Repeat the lines of the data exactly, from the first one through the one that contains "The component shall identify every instance of the village".
--- START ---
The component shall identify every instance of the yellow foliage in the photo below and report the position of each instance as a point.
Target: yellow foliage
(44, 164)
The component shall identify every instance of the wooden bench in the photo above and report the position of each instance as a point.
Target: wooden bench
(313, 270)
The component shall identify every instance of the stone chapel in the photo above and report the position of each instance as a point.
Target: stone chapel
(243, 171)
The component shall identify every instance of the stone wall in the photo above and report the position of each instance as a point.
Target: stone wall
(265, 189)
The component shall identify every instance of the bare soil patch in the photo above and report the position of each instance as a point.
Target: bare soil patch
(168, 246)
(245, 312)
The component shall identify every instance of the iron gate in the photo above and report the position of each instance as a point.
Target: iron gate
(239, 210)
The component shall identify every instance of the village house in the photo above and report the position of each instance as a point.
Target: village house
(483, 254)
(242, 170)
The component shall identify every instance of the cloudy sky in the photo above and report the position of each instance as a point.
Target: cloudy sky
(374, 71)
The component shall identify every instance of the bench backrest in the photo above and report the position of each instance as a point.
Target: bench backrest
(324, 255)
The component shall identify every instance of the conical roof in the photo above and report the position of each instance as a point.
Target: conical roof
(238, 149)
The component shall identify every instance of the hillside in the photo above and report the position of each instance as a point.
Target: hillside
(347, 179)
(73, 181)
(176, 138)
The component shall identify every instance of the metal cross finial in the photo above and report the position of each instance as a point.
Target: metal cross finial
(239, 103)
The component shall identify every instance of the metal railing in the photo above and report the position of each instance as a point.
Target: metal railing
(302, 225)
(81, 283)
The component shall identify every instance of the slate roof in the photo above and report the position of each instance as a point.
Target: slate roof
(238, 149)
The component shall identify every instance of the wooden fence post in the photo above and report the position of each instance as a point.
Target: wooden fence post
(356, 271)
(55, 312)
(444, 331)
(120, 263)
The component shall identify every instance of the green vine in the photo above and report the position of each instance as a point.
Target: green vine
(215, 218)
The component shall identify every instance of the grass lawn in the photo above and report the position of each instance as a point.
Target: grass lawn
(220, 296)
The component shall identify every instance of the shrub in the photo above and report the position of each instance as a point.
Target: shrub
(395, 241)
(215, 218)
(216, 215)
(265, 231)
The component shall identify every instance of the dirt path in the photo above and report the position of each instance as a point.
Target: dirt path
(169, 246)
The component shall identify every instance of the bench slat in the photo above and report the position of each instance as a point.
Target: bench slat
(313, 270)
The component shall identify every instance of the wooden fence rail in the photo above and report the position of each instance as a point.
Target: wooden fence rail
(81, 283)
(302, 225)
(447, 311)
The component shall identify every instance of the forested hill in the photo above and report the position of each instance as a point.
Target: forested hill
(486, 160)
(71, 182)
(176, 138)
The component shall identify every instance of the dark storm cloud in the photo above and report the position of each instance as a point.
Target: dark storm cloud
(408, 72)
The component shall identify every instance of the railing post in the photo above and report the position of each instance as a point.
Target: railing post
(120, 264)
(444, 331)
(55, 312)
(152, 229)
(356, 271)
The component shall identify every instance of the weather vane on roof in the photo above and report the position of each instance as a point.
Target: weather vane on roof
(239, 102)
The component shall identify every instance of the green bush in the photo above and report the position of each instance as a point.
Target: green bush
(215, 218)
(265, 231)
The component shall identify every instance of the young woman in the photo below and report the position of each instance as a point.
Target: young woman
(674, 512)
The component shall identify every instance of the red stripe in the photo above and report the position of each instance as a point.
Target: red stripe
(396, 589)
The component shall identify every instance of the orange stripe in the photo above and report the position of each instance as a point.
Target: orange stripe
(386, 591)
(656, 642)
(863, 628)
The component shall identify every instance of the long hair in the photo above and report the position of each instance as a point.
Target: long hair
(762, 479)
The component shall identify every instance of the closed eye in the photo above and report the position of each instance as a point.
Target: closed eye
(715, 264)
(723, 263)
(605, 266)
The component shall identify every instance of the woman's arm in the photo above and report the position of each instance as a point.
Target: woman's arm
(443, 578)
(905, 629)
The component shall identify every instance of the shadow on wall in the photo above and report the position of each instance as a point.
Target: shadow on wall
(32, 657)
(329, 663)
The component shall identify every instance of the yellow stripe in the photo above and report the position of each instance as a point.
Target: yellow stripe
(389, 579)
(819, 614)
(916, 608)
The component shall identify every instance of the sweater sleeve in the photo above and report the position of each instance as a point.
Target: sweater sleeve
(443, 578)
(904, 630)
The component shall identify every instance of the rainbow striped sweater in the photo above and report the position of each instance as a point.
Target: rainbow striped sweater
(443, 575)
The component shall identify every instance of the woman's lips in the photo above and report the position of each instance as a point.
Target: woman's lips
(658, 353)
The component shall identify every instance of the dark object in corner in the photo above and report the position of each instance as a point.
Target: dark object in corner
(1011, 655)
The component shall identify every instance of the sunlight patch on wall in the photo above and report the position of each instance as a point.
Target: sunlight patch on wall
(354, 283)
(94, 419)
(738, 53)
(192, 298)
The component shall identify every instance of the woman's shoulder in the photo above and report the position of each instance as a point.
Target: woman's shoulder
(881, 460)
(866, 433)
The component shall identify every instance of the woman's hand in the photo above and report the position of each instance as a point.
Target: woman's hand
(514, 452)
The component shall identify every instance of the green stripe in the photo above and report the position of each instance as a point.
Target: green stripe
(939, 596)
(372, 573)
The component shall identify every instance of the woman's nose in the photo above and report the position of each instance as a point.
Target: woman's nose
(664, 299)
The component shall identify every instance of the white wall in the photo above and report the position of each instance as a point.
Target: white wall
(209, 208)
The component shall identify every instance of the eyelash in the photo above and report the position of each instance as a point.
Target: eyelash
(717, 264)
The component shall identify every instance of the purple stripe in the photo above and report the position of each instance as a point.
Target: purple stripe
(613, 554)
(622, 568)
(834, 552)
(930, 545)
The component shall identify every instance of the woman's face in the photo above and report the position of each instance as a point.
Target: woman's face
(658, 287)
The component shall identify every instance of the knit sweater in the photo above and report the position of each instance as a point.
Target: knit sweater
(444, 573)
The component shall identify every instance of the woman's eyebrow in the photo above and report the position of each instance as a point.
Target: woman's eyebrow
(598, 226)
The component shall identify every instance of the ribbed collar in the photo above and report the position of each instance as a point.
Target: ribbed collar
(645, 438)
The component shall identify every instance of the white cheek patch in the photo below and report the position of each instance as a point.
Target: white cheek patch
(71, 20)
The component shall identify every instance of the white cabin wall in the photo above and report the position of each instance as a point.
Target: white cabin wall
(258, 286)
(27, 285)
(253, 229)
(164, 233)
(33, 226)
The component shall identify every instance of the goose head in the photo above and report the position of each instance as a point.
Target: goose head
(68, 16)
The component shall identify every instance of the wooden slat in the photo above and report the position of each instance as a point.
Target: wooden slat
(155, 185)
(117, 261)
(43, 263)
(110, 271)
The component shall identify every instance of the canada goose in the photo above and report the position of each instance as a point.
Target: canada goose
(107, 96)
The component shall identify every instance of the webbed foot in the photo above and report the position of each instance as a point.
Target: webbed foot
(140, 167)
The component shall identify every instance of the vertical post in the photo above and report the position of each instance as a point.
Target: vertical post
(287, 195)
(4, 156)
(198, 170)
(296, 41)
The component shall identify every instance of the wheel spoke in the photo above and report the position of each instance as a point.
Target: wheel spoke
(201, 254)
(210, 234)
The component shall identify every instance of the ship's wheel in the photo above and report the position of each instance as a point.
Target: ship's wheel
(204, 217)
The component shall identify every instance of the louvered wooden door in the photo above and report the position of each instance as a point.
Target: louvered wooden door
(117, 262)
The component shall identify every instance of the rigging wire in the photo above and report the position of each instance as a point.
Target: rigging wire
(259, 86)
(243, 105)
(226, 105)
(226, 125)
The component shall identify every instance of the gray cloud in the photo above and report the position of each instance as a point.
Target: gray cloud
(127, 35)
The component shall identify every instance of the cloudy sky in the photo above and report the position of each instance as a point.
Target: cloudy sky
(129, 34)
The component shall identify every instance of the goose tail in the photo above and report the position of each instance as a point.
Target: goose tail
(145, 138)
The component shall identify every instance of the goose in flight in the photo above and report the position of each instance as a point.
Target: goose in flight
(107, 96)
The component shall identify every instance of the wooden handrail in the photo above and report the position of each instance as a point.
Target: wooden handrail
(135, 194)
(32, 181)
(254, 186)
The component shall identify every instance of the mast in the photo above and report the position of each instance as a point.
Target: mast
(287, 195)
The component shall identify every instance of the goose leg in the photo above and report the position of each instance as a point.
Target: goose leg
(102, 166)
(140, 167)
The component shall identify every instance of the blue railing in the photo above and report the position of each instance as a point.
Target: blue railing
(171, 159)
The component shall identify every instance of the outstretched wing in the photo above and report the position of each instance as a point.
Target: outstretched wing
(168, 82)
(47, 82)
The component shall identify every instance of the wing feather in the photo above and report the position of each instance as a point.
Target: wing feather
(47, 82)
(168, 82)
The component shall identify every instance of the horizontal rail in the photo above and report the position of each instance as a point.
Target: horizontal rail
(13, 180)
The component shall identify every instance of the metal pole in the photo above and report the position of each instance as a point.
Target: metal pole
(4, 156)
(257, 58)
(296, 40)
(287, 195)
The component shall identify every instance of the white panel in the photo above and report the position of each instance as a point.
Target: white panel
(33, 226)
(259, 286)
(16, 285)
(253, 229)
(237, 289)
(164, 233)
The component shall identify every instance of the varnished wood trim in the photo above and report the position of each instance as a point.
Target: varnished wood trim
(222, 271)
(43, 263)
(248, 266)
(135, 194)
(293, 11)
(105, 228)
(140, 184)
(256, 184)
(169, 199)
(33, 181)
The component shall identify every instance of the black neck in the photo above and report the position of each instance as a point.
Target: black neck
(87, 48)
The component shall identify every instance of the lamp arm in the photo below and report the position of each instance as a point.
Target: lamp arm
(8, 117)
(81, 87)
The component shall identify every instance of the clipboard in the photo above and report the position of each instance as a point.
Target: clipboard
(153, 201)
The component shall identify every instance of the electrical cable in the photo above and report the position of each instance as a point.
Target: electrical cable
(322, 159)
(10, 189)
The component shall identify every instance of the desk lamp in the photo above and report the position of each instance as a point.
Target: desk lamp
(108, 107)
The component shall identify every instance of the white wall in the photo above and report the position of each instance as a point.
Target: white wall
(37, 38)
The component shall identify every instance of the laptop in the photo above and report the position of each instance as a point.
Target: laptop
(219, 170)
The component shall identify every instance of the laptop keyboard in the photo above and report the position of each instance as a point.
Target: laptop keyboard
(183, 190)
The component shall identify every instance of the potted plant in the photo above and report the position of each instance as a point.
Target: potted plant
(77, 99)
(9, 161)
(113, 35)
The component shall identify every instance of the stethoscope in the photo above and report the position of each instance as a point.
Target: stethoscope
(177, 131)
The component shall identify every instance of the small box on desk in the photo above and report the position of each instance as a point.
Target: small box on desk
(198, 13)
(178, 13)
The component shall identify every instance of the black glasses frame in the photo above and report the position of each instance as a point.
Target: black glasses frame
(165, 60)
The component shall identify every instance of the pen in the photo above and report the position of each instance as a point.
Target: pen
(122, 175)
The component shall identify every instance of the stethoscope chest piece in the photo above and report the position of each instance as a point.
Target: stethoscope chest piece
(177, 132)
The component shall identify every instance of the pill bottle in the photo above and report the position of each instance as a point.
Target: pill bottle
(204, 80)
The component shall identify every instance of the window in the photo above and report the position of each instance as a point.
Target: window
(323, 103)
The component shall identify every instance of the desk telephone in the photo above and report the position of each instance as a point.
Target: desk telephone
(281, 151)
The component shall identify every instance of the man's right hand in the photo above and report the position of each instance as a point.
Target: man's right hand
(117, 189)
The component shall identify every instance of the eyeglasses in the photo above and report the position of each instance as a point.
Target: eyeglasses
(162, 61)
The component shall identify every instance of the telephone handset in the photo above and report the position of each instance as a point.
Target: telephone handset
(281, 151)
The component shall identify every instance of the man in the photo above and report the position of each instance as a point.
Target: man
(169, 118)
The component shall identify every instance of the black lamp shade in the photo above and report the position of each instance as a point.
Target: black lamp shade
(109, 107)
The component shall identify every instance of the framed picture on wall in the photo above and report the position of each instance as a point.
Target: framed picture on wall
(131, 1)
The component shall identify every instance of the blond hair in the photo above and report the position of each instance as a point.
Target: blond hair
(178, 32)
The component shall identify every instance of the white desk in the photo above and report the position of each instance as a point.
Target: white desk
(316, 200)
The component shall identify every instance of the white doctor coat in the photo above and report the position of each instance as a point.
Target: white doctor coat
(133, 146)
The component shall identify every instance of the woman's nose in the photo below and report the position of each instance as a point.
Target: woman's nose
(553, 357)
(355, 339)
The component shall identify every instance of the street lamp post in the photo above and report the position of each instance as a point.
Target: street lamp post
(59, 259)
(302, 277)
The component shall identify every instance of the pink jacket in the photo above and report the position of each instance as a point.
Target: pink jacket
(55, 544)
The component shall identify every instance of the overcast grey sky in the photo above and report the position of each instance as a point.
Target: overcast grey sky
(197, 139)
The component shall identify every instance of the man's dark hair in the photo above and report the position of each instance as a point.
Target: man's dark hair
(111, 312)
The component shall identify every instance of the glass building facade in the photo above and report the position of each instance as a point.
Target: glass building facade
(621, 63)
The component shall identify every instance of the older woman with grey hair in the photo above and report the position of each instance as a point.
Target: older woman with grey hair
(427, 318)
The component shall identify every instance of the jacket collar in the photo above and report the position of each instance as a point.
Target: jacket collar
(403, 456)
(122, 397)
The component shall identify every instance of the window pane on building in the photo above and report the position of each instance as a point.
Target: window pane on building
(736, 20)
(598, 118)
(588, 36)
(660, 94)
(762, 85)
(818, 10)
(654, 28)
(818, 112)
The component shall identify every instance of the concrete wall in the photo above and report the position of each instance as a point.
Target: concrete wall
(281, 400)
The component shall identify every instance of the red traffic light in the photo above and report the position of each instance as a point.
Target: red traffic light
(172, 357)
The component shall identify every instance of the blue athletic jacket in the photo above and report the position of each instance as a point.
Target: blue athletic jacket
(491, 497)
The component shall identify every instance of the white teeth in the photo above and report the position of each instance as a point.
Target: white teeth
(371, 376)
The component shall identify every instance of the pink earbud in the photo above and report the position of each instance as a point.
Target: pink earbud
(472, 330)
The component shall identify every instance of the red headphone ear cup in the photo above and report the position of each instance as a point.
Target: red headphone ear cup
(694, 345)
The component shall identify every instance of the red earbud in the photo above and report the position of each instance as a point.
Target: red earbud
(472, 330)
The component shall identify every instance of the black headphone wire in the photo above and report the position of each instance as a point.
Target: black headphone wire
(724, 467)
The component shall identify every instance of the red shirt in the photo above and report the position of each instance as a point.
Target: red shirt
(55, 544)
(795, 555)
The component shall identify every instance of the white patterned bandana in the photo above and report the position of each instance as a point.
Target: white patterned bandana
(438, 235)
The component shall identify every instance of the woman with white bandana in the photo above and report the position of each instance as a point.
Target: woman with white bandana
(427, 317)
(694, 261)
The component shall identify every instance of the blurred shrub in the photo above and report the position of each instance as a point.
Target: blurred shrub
--- END ---
### REPLY
The component shall identify every instance of the yellow foliage in the photo below and report the position of each instance as a point.
Target: yellow foliage
(44, 164)
The component shall identify every instance of the wooden bench in the photo above and report the position of each instance as a point.
Target: wooden bench
(313, 270)
The component shall identify every instance of the stone chapel in the photo above and report the position of each instance as a point.
Target: stone chapel
(243, 171)
The component shall identify every instance of the stone wall in the photo above and report the position of each instance as a point.
Target: stone wall
(265, 189)
The component shall identify every instance of the bare soil patch in the photo above and report the position of each instance as a point.
Target: bare soil patch
(168, 246)
(245, 312)
The component shall identify every instance of the iron gate in the photo above and report the position of each instance as a point.
Target: iron gate
(239, 210)
The component shall identify every instance of the village house in the photo above and report the position of each instance as a point.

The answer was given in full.